_Data shown_

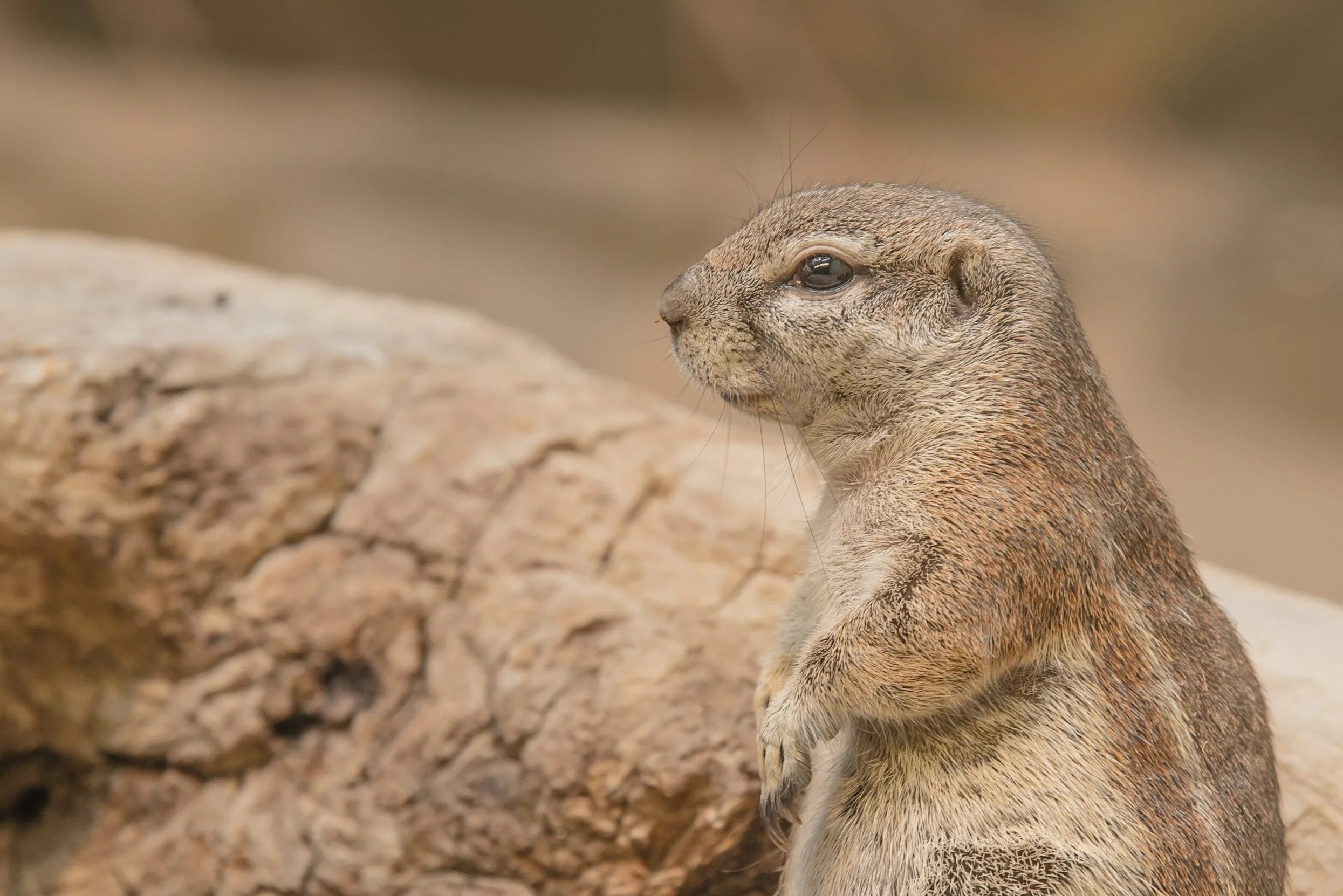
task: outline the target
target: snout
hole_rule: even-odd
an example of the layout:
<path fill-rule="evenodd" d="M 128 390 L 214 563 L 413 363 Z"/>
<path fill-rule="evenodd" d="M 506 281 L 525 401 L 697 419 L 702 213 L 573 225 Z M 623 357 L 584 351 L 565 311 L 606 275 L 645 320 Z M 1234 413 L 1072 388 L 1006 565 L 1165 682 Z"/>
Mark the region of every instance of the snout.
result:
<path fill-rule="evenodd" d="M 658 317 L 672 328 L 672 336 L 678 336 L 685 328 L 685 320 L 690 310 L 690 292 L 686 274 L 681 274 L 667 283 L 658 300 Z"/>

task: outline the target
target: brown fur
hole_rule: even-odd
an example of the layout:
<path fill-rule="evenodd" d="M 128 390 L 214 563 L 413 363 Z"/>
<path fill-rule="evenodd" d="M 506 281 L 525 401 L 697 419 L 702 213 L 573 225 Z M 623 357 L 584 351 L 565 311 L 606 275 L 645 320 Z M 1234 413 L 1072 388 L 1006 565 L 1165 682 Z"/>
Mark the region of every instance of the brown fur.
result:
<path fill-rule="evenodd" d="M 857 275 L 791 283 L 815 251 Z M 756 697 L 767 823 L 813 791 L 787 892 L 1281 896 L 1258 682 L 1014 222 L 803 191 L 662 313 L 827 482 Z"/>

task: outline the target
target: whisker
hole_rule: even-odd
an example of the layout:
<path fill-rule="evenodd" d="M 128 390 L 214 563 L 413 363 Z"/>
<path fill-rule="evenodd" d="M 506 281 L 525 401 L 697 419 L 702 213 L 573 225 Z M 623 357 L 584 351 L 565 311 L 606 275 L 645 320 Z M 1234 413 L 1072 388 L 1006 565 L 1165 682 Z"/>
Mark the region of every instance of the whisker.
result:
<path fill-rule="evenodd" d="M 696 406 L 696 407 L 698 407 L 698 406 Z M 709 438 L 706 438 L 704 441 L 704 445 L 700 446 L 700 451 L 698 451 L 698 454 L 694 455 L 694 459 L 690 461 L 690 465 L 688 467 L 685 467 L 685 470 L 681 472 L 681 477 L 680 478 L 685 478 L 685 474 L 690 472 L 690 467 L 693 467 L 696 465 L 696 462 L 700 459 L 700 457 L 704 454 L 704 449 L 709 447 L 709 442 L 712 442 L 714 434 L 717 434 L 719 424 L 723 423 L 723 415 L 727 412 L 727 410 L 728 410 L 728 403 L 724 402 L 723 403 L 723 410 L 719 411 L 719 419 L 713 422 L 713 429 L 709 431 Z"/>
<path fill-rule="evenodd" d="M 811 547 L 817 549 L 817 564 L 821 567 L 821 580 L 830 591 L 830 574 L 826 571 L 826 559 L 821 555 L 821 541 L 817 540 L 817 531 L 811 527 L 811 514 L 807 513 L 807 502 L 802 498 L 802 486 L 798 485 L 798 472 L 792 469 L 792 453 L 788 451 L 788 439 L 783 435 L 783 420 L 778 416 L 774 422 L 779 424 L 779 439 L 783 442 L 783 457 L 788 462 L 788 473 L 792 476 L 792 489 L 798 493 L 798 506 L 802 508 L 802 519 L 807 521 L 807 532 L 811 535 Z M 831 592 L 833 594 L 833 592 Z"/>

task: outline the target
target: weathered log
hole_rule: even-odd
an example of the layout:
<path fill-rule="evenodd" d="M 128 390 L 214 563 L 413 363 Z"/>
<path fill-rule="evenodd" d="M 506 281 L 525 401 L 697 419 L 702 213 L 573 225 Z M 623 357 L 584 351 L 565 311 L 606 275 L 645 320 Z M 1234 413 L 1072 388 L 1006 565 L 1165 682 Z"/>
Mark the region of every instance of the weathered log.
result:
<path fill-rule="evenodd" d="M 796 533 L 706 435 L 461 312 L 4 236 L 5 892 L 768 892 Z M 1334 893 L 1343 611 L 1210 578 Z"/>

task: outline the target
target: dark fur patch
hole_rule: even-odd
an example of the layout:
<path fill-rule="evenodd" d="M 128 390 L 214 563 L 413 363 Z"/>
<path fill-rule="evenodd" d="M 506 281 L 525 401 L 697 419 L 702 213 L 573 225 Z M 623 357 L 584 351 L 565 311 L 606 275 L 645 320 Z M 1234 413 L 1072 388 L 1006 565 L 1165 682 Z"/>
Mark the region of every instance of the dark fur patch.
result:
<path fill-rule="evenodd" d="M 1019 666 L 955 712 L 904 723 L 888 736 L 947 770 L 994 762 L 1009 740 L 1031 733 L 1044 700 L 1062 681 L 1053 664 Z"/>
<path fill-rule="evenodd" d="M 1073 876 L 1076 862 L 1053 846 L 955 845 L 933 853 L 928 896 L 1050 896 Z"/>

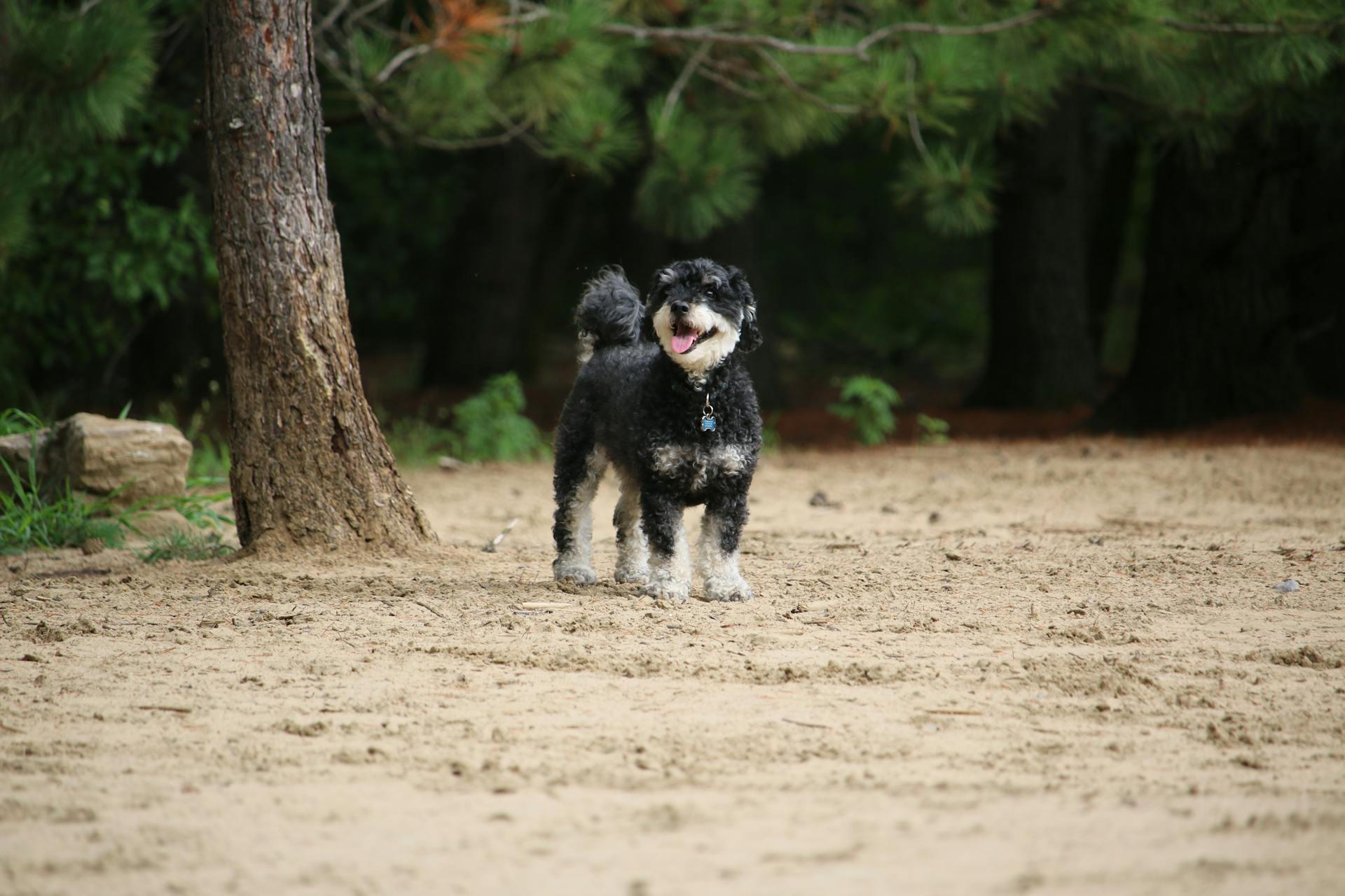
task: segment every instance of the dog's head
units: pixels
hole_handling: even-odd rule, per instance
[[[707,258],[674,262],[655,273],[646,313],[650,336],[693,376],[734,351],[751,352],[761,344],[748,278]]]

_Aim_
Which lines in the material above contain the word "region"? List each of them in full.

_Answer for the task_
Mark the region of every instance of the snout.
Mark the region of every instance of the brown fur.
Mark the region of every instance of the whisker.
Mark the region of every instance of the weathered log.
Mark the region of every instance of the dark fur patch.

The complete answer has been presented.